---------- Items ----------

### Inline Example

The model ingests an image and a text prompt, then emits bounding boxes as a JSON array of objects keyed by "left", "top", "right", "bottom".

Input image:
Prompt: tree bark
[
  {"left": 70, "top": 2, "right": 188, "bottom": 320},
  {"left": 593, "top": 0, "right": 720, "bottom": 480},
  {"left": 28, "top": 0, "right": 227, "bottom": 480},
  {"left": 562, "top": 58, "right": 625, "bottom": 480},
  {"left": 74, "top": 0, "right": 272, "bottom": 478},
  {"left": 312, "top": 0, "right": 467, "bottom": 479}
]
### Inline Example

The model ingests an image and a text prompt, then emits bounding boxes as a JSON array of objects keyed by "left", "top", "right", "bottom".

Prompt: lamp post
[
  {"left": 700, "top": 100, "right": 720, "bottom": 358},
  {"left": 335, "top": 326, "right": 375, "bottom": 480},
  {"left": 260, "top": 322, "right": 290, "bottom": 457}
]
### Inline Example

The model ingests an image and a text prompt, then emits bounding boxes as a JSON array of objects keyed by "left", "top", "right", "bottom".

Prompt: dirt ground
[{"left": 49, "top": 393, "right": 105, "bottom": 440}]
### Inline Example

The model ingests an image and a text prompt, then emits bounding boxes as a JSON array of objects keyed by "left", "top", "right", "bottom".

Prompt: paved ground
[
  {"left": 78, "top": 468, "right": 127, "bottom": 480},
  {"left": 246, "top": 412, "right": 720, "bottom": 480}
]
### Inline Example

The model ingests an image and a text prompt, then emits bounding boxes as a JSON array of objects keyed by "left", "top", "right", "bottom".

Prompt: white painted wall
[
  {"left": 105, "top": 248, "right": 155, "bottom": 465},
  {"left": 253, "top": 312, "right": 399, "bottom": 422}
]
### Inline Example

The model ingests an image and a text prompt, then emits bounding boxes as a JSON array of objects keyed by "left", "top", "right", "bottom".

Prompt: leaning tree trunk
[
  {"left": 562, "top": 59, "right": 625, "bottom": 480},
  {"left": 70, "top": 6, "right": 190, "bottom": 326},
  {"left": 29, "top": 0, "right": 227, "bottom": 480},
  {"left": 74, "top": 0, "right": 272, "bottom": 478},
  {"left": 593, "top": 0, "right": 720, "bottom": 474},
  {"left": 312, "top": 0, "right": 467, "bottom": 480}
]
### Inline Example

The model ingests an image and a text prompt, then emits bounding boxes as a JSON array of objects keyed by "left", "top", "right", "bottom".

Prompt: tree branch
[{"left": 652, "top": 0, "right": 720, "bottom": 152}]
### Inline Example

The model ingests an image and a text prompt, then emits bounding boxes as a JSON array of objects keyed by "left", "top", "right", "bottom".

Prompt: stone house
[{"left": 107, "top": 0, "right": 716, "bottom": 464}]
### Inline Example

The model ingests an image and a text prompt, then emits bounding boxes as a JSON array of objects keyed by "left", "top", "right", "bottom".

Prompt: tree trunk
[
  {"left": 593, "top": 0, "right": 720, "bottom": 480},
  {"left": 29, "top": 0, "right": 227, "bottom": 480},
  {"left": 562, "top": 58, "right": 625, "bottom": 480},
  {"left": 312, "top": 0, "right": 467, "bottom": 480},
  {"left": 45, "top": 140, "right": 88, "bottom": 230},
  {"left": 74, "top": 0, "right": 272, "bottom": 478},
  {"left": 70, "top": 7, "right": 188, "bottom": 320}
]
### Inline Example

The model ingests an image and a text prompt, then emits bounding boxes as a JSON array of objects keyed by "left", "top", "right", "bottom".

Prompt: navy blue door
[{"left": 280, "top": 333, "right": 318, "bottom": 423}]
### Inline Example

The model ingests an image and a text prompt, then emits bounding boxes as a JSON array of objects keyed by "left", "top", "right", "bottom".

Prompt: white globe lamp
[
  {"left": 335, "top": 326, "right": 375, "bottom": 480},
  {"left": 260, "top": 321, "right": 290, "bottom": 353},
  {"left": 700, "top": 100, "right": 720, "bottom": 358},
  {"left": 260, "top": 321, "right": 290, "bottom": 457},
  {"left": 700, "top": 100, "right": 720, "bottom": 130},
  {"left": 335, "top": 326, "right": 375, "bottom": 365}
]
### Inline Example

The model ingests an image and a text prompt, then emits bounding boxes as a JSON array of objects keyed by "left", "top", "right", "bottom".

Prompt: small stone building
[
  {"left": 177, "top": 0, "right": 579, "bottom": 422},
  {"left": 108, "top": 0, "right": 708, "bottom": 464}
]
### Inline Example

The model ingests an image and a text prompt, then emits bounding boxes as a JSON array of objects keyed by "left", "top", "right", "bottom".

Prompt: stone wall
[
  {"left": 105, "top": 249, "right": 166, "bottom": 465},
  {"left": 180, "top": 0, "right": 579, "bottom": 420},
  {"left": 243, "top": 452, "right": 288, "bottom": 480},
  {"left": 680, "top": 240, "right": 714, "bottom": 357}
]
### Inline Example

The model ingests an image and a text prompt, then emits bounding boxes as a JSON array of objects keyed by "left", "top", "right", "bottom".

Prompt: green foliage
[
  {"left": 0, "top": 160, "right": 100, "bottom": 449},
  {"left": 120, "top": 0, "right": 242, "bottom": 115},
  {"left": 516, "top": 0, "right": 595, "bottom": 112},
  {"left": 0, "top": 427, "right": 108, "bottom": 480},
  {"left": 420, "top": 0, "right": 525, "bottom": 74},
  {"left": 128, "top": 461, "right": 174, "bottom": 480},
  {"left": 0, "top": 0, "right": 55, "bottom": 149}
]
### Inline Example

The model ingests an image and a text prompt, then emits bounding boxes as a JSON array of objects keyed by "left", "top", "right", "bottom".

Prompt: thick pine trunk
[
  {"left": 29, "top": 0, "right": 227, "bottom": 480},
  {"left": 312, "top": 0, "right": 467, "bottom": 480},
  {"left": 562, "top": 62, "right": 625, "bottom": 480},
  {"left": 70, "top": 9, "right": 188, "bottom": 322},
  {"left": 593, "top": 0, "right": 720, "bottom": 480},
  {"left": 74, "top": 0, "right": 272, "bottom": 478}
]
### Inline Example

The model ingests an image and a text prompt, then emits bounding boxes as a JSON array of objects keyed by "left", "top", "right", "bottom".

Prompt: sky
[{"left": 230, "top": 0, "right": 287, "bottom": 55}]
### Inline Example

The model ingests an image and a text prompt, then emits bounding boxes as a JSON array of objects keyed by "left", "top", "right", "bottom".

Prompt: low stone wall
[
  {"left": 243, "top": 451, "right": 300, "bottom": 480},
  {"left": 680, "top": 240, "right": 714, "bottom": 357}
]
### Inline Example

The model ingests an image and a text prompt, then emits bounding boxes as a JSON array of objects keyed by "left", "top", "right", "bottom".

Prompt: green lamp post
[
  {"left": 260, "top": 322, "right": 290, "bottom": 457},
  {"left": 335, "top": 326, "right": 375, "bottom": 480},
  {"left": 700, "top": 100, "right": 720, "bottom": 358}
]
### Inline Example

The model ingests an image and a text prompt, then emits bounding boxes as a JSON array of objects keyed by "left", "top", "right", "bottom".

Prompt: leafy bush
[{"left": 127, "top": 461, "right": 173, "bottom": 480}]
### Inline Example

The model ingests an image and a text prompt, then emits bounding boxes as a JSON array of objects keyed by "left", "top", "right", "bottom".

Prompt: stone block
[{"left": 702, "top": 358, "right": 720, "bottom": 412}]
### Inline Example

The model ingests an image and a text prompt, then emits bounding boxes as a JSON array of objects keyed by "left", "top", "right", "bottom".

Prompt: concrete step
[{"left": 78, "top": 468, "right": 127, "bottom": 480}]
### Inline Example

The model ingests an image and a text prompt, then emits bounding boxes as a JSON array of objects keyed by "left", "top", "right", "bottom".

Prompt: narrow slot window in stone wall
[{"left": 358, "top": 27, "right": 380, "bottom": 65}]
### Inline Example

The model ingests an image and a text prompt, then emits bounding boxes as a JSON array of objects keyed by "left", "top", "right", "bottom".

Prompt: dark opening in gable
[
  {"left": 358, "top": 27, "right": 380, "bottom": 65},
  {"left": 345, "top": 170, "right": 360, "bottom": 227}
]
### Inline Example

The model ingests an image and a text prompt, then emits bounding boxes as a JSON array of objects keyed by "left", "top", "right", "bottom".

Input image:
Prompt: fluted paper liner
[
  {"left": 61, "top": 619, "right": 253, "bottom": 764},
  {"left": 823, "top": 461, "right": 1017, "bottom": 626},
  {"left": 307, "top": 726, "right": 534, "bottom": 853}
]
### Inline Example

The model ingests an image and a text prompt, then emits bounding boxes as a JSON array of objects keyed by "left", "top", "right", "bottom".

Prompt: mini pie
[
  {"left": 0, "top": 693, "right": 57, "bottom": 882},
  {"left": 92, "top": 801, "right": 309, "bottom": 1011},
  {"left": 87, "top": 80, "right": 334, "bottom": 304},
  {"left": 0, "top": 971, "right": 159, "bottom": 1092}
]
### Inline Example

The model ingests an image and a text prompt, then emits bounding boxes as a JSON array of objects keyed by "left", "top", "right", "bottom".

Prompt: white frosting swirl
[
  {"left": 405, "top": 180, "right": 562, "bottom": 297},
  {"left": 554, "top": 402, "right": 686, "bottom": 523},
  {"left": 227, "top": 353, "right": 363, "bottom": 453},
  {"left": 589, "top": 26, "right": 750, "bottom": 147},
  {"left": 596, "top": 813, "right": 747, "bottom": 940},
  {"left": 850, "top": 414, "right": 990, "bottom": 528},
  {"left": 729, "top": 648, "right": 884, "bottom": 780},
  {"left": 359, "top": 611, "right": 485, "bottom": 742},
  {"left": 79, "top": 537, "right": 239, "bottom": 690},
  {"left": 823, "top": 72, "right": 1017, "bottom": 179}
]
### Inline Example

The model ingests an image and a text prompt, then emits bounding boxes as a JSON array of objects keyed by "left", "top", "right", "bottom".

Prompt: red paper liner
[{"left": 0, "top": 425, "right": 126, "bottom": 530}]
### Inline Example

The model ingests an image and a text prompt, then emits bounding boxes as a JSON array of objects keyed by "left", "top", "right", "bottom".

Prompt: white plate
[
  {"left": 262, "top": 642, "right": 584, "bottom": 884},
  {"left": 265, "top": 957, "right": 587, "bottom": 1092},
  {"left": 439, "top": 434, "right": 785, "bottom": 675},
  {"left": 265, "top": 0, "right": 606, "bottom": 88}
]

----------

→ Description of the task
From the items above, extract each line that contains the word "liner".

→ Result of the exercise
Prompt: fluted paper liner
Prompt: red paper liner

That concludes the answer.